▶ Task item: All lines in the data that hold the word "logo" need copying.

Free-text object descriptions
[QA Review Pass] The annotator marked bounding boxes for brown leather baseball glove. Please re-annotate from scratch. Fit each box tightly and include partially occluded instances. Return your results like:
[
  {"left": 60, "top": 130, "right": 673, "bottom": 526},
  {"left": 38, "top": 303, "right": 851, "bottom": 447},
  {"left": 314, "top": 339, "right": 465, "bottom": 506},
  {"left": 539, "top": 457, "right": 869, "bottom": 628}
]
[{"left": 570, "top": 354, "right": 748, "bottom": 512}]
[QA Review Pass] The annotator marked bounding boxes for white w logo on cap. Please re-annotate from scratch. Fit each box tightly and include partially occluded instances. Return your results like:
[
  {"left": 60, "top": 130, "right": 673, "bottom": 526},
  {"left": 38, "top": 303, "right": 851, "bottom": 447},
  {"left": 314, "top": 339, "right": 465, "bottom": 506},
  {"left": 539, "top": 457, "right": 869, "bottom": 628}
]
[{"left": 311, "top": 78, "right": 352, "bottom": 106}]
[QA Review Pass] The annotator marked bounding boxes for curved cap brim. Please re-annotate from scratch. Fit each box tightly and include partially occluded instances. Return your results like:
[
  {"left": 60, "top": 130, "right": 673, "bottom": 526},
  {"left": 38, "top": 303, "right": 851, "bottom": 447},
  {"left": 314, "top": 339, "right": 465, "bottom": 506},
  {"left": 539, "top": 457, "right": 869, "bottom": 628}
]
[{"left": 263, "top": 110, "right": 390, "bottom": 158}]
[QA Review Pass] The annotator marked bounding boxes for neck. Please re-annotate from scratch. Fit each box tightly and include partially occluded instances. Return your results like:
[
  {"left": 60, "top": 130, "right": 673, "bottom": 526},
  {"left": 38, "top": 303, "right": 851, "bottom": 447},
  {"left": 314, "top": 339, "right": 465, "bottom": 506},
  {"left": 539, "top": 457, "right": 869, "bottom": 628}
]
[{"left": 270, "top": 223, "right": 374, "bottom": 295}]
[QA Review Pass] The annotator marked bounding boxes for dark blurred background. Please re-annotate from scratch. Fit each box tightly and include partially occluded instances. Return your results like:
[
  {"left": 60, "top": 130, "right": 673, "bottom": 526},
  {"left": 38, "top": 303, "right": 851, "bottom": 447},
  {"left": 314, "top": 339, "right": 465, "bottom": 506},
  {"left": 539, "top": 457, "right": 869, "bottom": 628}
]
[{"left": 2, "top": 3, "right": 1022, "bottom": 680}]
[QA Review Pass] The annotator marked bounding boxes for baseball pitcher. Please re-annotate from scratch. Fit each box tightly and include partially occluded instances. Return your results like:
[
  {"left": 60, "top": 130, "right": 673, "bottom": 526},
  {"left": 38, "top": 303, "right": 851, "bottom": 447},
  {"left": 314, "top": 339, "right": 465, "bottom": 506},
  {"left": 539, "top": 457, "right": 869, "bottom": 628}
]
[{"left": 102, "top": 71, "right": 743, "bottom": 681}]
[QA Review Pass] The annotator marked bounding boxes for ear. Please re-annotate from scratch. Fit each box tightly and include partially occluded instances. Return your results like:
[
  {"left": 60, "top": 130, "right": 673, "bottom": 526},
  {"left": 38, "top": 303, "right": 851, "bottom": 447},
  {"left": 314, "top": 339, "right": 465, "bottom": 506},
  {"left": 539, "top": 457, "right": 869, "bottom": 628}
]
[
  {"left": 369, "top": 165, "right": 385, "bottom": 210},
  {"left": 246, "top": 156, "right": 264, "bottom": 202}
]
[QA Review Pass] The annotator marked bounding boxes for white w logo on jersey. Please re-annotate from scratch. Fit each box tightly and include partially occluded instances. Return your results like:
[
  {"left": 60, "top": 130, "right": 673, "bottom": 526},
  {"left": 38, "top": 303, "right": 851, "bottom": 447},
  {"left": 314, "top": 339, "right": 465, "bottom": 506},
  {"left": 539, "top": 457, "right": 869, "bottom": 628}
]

▶ Response area:
[QA Review Pass] The annotator marked bounding boxes for white w logo on cap. Please re-annotate from scratch. Fit each box tightly and include partially occluded instances. Return your results like:
[QA Review Pass] The annotator marked bounding boxes for white w logo on jersey. Please re-annotate from scratch. Fit each box tightly and include partially occluded instances. Return your results like:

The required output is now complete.